>>>>

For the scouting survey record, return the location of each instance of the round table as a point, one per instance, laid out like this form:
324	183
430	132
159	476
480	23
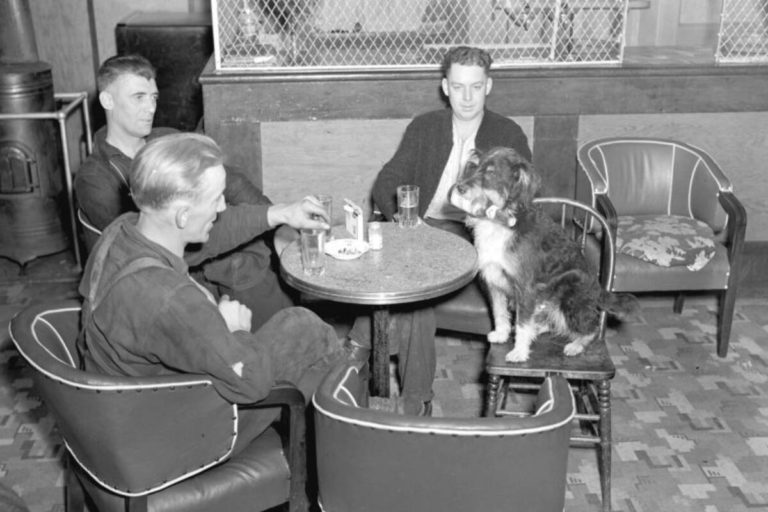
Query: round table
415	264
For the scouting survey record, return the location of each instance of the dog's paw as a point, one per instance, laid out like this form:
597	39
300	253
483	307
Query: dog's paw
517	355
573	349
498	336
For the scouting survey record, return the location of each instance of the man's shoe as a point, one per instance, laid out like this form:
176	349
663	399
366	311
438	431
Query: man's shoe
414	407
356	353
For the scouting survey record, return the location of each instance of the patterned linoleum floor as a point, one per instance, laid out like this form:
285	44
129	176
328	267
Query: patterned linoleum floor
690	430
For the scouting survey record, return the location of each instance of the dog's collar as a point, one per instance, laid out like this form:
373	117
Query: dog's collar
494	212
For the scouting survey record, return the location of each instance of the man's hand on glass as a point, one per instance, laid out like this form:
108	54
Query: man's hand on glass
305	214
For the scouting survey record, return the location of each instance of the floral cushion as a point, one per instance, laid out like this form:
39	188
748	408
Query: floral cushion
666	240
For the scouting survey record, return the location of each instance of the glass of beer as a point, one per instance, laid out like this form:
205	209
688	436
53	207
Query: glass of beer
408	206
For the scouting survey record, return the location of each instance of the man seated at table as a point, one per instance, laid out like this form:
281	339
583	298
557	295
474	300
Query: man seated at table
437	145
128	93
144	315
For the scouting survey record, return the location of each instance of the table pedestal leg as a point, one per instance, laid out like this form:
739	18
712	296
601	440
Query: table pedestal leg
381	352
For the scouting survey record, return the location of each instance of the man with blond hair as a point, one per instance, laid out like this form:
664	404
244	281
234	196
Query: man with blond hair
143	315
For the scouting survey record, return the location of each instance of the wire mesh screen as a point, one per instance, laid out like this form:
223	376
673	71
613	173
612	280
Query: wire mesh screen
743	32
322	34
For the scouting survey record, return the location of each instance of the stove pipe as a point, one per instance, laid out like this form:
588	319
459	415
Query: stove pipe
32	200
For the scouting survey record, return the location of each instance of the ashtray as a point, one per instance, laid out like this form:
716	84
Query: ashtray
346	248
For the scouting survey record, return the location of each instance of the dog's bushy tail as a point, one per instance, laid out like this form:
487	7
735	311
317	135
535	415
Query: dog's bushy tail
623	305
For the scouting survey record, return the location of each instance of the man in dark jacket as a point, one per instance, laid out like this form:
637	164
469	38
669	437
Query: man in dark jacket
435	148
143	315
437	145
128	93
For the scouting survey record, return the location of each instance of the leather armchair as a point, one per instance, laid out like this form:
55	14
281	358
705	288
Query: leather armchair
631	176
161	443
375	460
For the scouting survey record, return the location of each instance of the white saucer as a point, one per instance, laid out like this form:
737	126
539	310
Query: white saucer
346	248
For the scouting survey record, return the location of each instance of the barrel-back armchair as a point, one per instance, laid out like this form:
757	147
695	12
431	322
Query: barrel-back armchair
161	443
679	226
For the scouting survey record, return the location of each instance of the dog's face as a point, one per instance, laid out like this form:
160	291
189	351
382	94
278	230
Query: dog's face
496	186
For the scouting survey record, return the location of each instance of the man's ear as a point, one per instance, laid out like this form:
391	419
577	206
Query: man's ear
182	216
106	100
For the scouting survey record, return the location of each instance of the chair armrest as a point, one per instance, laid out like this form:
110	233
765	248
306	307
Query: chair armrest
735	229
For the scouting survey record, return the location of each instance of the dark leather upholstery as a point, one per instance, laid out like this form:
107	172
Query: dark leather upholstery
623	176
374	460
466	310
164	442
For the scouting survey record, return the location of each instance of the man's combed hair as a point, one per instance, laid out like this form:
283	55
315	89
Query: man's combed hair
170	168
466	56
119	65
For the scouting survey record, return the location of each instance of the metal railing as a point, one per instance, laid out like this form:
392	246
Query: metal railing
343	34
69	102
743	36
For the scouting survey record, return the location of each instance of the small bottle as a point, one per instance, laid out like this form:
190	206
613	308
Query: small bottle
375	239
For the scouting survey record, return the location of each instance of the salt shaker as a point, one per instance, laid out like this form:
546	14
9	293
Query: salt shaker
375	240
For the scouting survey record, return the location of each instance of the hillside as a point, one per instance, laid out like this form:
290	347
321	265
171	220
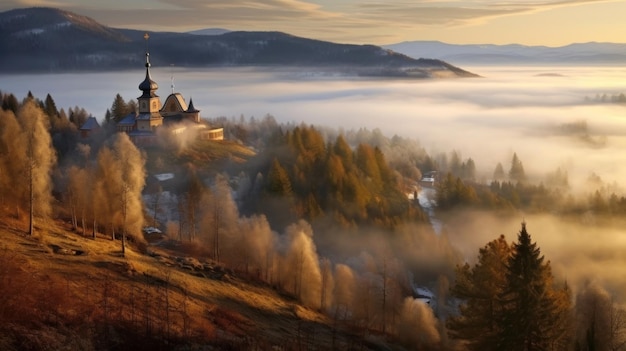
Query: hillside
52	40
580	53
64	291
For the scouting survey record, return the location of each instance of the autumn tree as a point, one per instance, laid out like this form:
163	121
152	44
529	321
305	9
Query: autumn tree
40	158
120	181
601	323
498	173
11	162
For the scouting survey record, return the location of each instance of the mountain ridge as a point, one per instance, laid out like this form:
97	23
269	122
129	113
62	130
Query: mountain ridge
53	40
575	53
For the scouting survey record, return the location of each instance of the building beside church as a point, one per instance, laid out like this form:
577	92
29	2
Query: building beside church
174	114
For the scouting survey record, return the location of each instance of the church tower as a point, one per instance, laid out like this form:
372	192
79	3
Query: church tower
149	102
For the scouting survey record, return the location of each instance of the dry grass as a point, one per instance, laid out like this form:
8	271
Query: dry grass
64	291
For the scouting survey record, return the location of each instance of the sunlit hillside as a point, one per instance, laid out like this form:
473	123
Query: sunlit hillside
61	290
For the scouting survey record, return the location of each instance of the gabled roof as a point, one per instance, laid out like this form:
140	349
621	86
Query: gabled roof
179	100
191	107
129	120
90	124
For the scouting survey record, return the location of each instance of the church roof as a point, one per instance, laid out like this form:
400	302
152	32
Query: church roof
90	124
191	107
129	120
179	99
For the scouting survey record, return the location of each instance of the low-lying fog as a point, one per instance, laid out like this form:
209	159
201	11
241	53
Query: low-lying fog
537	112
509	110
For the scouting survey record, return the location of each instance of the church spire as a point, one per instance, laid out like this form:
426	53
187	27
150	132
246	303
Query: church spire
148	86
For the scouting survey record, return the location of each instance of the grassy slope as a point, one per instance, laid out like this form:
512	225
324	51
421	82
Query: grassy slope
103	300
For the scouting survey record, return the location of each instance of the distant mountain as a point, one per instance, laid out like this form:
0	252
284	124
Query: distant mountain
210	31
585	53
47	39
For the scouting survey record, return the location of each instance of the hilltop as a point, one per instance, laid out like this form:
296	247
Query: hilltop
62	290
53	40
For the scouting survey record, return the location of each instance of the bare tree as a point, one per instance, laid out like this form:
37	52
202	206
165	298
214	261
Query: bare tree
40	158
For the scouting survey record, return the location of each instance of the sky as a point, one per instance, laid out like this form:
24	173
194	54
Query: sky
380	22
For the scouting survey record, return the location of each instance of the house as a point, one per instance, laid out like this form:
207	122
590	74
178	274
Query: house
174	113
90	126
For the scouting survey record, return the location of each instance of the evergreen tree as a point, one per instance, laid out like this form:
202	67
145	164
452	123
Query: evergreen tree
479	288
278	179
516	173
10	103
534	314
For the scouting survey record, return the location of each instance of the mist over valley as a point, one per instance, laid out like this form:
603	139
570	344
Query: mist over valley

<<<<
>>>>

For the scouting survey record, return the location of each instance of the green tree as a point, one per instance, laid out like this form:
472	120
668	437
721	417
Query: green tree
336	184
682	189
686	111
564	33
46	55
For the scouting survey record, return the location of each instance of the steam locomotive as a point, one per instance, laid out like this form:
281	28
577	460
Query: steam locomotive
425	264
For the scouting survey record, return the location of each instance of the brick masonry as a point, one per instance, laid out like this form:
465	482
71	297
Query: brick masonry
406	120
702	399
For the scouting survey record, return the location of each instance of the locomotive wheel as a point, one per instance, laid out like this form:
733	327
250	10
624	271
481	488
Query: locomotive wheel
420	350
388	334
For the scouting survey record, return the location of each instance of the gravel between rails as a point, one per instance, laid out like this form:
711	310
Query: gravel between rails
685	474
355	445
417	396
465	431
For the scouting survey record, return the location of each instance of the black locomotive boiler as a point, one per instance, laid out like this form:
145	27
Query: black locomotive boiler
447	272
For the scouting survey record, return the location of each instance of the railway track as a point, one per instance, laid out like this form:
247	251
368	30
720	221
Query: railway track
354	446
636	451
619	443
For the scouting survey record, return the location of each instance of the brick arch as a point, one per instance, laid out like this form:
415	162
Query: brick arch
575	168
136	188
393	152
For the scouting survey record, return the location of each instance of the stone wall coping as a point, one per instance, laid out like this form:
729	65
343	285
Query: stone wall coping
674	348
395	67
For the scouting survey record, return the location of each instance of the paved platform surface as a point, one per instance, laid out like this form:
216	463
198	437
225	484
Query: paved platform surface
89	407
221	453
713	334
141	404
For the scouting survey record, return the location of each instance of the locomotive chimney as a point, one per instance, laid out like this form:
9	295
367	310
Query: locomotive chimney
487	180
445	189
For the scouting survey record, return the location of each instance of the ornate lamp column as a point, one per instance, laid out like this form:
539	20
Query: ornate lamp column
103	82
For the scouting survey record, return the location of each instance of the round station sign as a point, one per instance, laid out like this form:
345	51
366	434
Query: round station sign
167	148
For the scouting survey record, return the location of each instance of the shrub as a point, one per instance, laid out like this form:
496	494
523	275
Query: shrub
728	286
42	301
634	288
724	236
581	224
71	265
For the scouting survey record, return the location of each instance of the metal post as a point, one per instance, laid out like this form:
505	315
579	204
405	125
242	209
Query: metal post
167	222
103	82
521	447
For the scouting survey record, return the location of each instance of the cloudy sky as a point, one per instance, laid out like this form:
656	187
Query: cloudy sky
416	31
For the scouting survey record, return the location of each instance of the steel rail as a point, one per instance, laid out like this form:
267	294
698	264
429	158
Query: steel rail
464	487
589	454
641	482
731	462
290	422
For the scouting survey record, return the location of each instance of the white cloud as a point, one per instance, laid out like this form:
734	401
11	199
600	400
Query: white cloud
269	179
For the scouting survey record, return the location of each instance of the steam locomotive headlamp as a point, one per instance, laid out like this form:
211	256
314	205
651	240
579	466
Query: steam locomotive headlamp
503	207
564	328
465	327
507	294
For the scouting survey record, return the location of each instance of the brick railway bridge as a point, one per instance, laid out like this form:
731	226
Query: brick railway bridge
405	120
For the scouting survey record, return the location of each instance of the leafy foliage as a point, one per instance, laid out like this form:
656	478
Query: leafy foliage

<<<<
>>>>

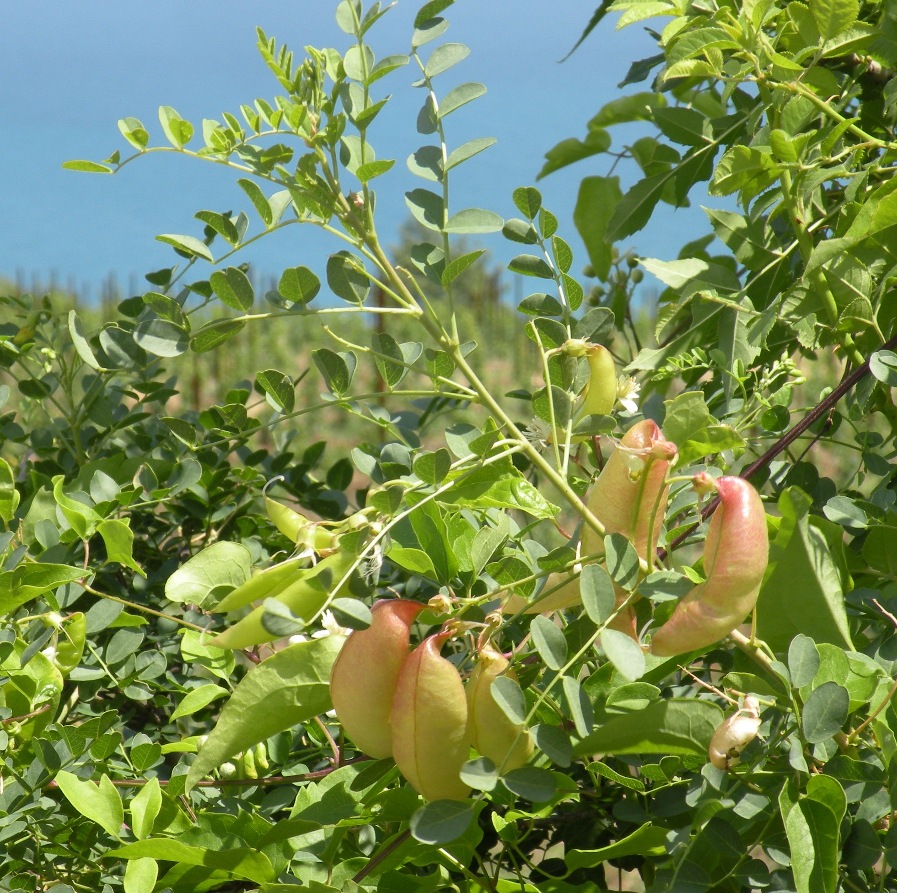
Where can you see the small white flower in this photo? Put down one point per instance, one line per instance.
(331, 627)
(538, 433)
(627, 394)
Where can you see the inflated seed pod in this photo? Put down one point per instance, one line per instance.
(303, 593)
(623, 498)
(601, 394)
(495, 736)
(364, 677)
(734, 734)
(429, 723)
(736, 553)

<<<<

Please return all lines above in which the string "mist" is found.

For the scouting survey record, return the location of each instance of the mist over valley as a point, one per instance, laid out like this form:
Query: mist over valley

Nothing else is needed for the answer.